In the items below, copy every line unchanged, from the line containing "in yellow t-shirt" down to the line containing "x=528 y=201". Include both of those lines.

## Records from a data collection:
● ● ● ●

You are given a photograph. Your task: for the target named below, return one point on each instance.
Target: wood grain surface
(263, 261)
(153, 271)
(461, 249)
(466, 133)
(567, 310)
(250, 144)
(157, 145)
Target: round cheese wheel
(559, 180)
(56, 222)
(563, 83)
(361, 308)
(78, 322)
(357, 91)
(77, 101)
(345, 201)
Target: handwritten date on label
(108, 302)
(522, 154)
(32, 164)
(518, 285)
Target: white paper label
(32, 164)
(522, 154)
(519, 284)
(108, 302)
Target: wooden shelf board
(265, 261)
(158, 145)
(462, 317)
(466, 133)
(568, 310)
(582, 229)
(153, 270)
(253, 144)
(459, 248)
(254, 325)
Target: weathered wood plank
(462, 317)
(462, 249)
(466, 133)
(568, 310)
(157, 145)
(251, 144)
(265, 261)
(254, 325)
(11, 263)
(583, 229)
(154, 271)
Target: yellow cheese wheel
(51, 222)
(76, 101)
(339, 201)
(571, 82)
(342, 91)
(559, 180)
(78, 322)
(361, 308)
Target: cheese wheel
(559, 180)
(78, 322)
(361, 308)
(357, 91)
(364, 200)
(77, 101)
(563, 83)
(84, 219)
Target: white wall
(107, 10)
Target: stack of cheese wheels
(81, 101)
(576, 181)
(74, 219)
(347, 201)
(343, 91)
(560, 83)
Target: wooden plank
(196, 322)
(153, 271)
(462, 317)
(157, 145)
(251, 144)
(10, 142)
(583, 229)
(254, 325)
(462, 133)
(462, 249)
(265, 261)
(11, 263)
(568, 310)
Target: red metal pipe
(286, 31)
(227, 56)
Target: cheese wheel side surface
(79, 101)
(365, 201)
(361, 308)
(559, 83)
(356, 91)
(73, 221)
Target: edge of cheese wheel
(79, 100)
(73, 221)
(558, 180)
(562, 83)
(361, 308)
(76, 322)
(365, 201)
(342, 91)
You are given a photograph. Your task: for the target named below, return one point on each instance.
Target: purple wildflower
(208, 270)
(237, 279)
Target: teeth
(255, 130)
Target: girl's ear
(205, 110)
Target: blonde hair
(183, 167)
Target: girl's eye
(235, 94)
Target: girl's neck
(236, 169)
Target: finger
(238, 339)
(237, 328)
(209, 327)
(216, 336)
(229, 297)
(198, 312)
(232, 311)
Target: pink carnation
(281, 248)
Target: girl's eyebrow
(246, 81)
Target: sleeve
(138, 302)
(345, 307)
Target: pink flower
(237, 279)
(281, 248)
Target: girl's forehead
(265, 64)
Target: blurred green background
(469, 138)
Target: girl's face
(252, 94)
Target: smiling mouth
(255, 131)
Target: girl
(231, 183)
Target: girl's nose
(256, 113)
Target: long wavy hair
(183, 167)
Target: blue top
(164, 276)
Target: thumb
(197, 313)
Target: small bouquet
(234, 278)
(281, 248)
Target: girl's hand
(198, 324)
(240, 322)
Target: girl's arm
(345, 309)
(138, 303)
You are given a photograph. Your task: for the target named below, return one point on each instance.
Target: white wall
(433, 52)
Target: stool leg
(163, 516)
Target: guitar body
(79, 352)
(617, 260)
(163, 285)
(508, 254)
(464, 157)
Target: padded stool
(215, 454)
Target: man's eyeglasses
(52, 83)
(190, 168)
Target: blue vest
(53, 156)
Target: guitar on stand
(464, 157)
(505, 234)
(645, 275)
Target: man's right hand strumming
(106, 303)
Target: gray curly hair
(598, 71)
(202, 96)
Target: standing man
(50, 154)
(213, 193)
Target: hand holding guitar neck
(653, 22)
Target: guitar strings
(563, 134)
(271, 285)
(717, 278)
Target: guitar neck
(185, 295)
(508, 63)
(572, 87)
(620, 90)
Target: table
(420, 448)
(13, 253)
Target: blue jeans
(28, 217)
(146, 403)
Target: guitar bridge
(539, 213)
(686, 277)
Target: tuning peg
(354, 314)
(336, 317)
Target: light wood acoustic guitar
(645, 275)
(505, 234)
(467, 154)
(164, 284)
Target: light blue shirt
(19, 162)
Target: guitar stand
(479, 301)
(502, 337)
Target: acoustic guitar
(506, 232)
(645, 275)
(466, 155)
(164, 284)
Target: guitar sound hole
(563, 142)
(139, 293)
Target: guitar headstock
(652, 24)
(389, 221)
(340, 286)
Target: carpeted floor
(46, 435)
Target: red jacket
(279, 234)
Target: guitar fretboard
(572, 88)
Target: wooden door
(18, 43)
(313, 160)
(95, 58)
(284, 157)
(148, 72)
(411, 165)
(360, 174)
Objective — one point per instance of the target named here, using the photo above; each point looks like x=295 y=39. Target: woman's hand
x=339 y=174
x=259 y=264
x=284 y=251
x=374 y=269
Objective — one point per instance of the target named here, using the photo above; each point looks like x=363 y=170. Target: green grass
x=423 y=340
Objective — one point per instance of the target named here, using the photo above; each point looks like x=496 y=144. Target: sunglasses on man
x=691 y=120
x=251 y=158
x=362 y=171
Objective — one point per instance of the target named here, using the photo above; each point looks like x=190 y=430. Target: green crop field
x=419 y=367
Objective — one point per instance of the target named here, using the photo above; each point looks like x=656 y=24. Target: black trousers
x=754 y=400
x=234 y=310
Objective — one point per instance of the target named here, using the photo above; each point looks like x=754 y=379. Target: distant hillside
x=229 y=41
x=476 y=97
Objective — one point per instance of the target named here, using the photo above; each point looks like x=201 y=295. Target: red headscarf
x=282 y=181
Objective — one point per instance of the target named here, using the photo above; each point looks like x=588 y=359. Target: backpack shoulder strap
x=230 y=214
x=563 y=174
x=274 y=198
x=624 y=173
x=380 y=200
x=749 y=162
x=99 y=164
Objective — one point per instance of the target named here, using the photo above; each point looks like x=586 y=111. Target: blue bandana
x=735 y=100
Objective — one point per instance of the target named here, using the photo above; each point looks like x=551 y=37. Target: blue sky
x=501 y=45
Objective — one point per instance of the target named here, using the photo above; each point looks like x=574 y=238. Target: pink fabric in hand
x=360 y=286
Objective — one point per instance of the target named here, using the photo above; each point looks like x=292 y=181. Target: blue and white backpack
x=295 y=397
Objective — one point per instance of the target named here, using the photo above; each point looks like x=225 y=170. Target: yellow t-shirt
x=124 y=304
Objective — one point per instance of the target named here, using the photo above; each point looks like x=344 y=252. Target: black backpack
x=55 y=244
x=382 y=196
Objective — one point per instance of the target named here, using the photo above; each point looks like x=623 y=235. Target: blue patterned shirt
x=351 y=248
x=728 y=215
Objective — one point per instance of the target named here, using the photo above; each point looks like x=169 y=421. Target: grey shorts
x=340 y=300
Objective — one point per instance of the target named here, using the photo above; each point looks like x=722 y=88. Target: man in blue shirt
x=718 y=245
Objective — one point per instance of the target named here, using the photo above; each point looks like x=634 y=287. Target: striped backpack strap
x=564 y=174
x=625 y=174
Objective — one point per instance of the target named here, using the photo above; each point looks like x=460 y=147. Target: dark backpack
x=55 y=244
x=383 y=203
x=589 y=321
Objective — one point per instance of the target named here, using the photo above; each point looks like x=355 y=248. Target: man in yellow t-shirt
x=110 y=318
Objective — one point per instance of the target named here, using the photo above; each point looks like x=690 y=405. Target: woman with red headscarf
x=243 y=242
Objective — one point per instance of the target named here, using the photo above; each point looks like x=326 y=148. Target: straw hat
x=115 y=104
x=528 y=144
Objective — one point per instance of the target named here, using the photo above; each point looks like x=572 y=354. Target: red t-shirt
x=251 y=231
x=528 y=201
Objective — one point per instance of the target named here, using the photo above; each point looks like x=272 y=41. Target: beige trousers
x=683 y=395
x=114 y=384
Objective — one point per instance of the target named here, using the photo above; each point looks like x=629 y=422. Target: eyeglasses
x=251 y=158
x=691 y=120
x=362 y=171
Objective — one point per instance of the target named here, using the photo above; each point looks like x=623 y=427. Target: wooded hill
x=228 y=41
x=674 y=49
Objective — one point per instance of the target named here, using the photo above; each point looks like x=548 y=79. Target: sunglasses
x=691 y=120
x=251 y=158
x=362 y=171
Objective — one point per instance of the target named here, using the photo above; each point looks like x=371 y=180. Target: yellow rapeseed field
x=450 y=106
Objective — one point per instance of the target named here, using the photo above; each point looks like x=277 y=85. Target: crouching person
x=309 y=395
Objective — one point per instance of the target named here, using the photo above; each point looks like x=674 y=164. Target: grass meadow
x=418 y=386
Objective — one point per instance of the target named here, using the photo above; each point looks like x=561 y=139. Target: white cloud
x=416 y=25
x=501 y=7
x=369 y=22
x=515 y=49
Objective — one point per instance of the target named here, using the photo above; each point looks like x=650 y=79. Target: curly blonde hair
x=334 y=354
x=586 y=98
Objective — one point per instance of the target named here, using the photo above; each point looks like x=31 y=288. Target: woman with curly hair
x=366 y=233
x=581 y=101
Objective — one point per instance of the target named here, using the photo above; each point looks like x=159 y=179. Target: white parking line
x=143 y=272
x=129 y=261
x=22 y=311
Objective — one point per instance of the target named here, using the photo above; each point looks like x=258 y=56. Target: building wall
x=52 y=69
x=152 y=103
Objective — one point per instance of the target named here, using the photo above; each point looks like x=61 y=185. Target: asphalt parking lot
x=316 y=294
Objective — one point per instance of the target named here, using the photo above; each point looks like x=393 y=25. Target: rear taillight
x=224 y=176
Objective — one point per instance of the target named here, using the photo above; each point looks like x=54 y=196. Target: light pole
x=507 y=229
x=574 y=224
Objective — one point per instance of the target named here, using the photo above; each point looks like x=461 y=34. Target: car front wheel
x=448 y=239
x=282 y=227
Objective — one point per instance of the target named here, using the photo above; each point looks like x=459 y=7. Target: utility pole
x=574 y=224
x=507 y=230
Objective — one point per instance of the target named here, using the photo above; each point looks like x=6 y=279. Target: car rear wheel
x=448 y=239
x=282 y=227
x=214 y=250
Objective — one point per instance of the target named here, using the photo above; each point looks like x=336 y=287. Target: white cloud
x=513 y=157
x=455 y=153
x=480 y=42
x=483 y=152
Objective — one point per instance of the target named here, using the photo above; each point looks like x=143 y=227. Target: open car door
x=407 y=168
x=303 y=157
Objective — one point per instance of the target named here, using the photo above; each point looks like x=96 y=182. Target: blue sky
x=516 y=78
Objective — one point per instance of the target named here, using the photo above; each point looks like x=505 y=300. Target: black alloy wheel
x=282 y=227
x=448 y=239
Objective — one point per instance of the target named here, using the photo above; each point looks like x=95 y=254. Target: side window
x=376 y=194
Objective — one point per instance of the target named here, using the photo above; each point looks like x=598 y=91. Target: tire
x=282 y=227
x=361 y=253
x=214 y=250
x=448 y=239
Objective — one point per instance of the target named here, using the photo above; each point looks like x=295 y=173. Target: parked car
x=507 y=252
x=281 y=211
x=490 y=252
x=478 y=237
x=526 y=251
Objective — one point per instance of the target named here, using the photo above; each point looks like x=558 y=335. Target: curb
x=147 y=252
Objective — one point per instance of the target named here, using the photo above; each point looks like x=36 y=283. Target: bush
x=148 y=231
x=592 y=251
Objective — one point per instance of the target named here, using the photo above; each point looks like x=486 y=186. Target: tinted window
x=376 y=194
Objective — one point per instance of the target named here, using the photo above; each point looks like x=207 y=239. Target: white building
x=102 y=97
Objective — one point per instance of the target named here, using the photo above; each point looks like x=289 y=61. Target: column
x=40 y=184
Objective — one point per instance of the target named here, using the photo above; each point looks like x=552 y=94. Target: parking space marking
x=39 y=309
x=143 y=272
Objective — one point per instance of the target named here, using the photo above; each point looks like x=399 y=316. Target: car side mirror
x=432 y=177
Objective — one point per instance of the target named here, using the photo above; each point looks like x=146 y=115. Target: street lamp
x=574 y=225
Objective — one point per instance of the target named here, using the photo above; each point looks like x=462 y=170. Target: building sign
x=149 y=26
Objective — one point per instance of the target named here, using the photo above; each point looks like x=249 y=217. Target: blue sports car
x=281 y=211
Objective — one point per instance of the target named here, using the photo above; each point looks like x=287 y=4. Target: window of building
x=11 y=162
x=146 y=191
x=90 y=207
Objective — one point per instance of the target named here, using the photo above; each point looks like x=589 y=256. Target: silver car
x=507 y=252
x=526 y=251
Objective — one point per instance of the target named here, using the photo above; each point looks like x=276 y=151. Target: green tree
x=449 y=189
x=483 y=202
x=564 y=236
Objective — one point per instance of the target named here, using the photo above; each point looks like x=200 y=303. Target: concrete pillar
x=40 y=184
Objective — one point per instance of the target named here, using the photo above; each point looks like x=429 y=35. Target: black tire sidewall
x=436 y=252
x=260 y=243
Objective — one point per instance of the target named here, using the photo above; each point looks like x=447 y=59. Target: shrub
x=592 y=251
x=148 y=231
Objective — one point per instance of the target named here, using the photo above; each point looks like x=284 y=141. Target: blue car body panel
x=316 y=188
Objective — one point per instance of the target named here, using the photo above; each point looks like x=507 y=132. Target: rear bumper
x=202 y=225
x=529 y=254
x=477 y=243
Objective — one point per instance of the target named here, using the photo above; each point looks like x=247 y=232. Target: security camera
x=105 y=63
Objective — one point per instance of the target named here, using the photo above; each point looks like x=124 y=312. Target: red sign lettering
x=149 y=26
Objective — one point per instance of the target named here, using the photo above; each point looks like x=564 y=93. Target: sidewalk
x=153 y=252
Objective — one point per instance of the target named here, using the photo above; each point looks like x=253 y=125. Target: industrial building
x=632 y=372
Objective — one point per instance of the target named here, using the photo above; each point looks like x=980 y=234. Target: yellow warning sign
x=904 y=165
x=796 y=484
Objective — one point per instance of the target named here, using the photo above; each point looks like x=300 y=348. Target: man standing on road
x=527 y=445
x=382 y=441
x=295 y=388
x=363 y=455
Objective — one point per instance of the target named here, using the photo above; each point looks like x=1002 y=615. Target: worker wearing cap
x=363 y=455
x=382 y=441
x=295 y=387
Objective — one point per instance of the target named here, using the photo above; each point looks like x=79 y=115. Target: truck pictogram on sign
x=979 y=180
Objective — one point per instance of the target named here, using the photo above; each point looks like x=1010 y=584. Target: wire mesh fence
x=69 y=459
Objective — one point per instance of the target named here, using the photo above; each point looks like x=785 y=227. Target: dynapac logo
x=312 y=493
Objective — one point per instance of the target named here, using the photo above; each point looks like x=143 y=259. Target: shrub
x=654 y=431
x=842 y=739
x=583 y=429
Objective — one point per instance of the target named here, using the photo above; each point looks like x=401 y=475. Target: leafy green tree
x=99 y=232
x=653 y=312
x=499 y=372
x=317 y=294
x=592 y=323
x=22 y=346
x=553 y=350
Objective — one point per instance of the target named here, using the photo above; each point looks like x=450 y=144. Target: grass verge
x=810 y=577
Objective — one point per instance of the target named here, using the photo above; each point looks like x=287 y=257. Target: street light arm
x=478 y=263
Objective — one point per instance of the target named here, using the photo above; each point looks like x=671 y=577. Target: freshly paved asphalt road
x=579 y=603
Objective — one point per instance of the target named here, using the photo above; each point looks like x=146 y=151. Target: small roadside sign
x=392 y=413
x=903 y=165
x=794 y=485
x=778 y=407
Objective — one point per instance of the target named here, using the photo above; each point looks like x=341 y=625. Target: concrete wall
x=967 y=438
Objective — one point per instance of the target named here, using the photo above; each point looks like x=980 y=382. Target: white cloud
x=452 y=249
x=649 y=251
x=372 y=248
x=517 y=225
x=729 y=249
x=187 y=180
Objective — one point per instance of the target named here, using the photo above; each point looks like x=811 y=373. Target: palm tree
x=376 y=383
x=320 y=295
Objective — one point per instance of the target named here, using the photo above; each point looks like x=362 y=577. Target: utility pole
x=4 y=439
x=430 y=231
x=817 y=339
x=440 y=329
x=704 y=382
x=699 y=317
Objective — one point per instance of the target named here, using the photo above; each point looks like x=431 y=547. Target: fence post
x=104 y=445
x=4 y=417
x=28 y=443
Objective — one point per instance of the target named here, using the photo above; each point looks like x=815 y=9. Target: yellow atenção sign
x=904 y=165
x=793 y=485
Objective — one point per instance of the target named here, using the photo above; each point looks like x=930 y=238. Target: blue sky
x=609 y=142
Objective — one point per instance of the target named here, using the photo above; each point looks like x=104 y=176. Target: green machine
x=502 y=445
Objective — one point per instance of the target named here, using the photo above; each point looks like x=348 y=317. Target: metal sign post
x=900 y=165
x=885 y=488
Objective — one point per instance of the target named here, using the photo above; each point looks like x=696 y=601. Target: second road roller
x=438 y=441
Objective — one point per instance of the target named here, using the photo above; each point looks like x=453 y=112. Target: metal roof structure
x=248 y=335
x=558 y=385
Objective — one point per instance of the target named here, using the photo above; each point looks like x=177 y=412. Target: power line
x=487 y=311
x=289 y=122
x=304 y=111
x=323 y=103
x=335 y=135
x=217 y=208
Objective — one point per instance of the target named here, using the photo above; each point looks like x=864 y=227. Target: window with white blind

● ● ● ●

## RESPONSE:
Objective — one point per instance of the target named here, using the photo above; each point looks like x=355 y=248. Target: man in yellow t-shirt
x=110 y=318
Objective — one point per instance of the target named here, using the photo above; each point looks like x=690 y=405. Target: woman with red headscarf
x=243 y=242
Objective — one point per instance of the target named here, using the photo above; each point looks like x=326 y=148. Target: straw hat
x=115 y=104
x=528 y=144
Objective — one point per instance of the target named here, using the photo above; each point looks like x=572 y=354. Target: red t-shirt
x=251 y=231
x=528 y=201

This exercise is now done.